=== RECORDS SUPPLIED ===

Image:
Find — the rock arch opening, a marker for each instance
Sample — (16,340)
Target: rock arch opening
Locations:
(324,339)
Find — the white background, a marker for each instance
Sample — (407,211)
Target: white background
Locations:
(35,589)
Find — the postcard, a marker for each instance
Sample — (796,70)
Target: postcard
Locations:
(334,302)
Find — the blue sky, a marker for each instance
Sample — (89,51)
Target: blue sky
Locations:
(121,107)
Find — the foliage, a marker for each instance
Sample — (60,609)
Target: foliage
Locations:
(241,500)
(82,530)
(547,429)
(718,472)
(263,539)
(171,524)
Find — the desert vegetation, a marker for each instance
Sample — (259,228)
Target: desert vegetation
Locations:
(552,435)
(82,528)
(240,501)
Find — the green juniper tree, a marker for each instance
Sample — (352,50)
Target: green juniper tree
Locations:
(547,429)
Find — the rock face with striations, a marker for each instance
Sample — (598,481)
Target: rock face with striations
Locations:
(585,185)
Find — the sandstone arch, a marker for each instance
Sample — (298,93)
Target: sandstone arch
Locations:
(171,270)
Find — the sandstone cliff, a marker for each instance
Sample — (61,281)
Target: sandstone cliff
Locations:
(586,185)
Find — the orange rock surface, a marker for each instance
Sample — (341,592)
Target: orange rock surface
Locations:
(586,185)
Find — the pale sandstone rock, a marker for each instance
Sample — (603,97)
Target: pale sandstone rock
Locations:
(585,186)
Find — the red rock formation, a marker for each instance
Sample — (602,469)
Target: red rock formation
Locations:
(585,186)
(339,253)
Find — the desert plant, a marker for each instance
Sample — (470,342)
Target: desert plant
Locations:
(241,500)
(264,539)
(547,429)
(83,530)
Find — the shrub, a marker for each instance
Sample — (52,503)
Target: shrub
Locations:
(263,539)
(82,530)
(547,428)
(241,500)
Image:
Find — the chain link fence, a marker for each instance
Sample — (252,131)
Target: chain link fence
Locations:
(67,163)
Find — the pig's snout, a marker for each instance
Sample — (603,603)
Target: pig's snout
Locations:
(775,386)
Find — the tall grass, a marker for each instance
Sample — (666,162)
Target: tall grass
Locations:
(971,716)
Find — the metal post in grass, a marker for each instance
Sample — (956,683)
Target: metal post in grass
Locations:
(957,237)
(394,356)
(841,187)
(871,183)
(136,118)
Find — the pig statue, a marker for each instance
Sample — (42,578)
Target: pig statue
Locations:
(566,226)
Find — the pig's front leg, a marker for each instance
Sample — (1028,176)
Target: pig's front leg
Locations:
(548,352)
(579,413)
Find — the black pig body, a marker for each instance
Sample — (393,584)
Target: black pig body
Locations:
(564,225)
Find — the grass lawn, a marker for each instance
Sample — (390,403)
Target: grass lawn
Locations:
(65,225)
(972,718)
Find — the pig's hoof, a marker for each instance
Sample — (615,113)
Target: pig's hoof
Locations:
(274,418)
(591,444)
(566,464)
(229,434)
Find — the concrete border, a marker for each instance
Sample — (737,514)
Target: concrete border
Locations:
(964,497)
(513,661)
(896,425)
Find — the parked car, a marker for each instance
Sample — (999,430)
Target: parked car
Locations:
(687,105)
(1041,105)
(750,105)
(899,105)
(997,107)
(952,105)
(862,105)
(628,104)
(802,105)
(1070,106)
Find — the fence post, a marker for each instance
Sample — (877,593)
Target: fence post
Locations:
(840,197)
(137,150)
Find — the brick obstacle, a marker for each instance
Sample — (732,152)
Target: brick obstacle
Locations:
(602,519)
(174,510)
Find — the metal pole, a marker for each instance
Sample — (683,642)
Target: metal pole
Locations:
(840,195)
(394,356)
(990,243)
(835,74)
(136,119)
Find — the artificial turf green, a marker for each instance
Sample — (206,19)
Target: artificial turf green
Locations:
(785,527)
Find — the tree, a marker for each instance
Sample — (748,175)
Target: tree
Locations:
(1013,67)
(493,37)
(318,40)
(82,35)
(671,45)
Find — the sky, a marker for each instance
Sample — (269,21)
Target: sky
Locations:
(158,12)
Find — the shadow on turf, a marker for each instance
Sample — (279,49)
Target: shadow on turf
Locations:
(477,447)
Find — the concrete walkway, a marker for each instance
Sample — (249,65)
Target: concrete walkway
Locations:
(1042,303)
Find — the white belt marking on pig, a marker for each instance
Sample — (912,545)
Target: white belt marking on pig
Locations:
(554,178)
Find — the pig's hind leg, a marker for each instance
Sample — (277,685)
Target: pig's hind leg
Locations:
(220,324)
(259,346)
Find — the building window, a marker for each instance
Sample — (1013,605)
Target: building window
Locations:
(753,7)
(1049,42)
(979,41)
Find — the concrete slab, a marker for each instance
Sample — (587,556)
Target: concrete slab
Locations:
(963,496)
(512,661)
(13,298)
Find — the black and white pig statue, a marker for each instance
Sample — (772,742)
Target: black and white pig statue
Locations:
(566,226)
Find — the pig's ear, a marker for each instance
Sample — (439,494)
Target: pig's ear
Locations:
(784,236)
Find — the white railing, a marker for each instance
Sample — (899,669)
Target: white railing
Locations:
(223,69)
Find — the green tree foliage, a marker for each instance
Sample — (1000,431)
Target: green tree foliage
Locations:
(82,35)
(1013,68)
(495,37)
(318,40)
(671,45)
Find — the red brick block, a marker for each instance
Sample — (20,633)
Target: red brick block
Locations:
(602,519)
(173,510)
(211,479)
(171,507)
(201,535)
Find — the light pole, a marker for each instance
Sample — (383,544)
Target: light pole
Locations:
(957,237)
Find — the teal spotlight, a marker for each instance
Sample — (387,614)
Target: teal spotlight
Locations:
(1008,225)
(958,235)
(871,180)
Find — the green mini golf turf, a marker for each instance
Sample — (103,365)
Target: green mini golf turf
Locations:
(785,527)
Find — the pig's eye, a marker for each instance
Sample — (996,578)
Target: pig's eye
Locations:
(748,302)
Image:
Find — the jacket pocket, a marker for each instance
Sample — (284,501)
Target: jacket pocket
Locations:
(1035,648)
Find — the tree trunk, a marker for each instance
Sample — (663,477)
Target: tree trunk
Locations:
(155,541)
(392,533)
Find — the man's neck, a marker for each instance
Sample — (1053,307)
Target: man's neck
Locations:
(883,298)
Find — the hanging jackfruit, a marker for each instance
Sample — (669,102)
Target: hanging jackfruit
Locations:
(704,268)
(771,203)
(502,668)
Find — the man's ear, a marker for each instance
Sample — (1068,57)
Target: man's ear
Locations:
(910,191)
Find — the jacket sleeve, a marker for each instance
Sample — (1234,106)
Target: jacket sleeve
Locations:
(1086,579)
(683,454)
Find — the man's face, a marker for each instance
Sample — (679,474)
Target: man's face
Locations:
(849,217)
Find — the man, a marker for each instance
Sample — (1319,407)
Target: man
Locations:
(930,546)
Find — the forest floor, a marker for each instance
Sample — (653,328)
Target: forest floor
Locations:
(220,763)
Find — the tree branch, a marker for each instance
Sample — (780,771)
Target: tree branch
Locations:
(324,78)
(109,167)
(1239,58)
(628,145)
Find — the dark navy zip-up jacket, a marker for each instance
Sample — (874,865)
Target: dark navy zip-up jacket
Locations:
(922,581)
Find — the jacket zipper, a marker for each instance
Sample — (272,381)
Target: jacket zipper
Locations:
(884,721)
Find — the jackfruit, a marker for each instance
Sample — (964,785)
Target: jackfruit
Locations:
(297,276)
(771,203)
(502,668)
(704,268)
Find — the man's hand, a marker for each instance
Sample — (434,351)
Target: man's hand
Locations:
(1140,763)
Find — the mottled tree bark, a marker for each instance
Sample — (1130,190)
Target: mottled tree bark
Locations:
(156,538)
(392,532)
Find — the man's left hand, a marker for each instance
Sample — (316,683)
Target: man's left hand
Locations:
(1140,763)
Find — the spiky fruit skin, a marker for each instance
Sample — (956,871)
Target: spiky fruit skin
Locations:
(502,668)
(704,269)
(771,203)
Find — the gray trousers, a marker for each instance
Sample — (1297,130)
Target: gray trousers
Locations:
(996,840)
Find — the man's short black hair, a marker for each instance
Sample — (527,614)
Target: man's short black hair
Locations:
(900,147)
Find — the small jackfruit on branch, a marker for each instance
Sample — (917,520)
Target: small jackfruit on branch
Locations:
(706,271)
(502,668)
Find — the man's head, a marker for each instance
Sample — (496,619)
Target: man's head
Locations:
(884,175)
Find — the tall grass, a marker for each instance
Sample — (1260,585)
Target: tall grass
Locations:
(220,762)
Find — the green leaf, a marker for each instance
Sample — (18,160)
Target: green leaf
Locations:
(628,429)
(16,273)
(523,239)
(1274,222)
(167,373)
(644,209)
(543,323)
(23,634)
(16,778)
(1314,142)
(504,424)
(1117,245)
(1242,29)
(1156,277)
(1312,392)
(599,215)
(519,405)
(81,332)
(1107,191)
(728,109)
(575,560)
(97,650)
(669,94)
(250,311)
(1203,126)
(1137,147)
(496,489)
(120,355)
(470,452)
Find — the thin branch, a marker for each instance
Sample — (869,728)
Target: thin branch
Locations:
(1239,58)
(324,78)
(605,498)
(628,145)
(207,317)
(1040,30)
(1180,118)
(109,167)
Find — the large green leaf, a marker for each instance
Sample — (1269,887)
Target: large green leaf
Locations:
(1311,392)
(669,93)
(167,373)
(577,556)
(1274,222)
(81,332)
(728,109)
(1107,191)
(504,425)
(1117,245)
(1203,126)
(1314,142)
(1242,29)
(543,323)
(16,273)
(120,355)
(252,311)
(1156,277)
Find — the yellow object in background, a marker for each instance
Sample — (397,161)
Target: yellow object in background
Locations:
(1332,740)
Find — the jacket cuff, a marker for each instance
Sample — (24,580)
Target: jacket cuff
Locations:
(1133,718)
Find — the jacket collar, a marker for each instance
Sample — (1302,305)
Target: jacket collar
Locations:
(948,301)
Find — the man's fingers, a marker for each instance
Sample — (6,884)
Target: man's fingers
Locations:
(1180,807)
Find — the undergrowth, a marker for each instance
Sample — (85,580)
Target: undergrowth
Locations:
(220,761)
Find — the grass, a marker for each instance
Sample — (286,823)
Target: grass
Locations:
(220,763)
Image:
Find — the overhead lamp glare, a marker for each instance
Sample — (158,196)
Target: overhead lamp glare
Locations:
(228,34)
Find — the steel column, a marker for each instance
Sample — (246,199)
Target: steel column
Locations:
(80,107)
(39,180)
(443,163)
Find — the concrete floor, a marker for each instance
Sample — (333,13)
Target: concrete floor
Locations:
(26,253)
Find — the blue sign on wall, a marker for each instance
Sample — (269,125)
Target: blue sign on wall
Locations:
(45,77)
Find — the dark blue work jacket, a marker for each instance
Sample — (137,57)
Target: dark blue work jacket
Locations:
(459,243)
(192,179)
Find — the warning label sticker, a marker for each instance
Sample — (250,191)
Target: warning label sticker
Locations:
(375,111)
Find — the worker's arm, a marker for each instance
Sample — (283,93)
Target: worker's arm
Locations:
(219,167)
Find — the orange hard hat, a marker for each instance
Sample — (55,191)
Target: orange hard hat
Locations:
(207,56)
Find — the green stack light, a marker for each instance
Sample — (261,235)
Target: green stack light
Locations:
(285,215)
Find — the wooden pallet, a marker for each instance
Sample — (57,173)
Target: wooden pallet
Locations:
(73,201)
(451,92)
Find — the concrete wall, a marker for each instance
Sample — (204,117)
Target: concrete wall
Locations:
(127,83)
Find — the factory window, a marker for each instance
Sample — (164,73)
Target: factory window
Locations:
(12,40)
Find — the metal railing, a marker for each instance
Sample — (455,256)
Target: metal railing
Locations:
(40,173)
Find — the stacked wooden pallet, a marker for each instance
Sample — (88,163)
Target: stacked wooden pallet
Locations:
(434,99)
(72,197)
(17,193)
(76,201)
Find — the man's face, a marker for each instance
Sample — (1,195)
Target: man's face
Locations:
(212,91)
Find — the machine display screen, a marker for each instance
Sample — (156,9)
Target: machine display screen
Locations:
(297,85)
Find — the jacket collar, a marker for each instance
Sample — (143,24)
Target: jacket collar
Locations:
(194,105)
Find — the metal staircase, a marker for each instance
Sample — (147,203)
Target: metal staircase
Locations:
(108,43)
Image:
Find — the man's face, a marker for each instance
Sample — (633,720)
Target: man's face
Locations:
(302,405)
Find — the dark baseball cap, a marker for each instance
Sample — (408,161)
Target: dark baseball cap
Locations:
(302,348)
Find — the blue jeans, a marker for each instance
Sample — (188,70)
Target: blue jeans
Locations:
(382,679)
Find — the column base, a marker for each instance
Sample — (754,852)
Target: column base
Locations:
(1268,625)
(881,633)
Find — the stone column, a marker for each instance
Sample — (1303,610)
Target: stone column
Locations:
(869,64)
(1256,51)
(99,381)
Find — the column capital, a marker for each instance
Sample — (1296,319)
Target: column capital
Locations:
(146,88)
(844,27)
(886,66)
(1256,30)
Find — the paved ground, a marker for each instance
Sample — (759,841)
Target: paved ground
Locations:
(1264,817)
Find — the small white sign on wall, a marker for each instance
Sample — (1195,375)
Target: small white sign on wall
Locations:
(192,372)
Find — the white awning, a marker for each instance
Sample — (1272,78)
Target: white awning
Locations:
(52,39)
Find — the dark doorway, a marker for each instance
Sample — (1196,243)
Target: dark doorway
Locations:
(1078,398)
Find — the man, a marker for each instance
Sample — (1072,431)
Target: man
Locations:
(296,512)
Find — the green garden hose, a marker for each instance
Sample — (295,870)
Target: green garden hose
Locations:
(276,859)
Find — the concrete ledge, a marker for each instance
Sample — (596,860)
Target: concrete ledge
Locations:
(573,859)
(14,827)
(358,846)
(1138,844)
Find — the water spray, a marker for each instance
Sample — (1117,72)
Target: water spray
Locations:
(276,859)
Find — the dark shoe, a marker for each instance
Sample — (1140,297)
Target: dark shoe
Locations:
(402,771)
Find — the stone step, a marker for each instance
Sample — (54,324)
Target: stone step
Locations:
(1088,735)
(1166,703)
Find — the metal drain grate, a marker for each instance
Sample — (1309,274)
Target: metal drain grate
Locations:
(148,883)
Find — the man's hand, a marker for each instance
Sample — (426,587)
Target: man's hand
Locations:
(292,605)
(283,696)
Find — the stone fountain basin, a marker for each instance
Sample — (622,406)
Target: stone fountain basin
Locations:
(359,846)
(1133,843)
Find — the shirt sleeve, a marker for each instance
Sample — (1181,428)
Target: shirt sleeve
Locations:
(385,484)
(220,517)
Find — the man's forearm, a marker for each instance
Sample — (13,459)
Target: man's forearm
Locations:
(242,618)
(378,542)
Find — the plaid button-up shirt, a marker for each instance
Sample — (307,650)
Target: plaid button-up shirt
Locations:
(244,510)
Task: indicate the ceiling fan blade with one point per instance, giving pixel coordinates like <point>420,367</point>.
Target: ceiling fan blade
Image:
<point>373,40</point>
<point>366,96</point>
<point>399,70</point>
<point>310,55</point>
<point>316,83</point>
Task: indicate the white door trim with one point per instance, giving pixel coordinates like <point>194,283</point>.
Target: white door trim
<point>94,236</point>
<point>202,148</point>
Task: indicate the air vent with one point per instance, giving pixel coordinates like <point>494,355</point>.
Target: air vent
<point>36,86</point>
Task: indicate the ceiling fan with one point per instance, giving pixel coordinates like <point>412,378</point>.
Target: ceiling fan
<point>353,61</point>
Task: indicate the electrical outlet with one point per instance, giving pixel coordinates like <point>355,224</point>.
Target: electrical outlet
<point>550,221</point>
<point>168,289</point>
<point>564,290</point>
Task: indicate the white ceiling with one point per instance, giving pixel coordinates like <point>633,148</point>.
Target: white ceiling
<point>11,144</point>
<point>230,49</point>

===

__YOUR TASK__: Your task is to extract the lines running from the one with "Task: indicate the white door" to the end of the material, inclusive, copying each exactly and adding nothing.

__PROBLEM SOLUTION__:
Task: indicate the white door trim with one point per instance, giving pixel coordinates like <point>194,283</point>.
Target: white door trim
<point>94,236</point>
<point>202,148</point>
Task: indicate the air vent with one point per instance, giving pixel coordinates like <point>494,355</point>.
Target: air vent
<point>36,86</point>
Task: indicate the ceiling fan with one point per instance, giving pixel coordinates like <point>412,378</point>.
Target: ceiling fan
<point>353,61</point>
Task: indicate the electrical outlet with one point per instance, giving pixel coordinates like <point>355,224</point>.
Target: electrical outlet
<point>550,221</point>
<point>168,289</point>
<point>564,290</point>
Task: indicate the white ceiling with one point per instance, giving pixel coordinates like <point>633,148</point>.
Target: white ceiling
<point>11,144</point>
<point>230,49</point>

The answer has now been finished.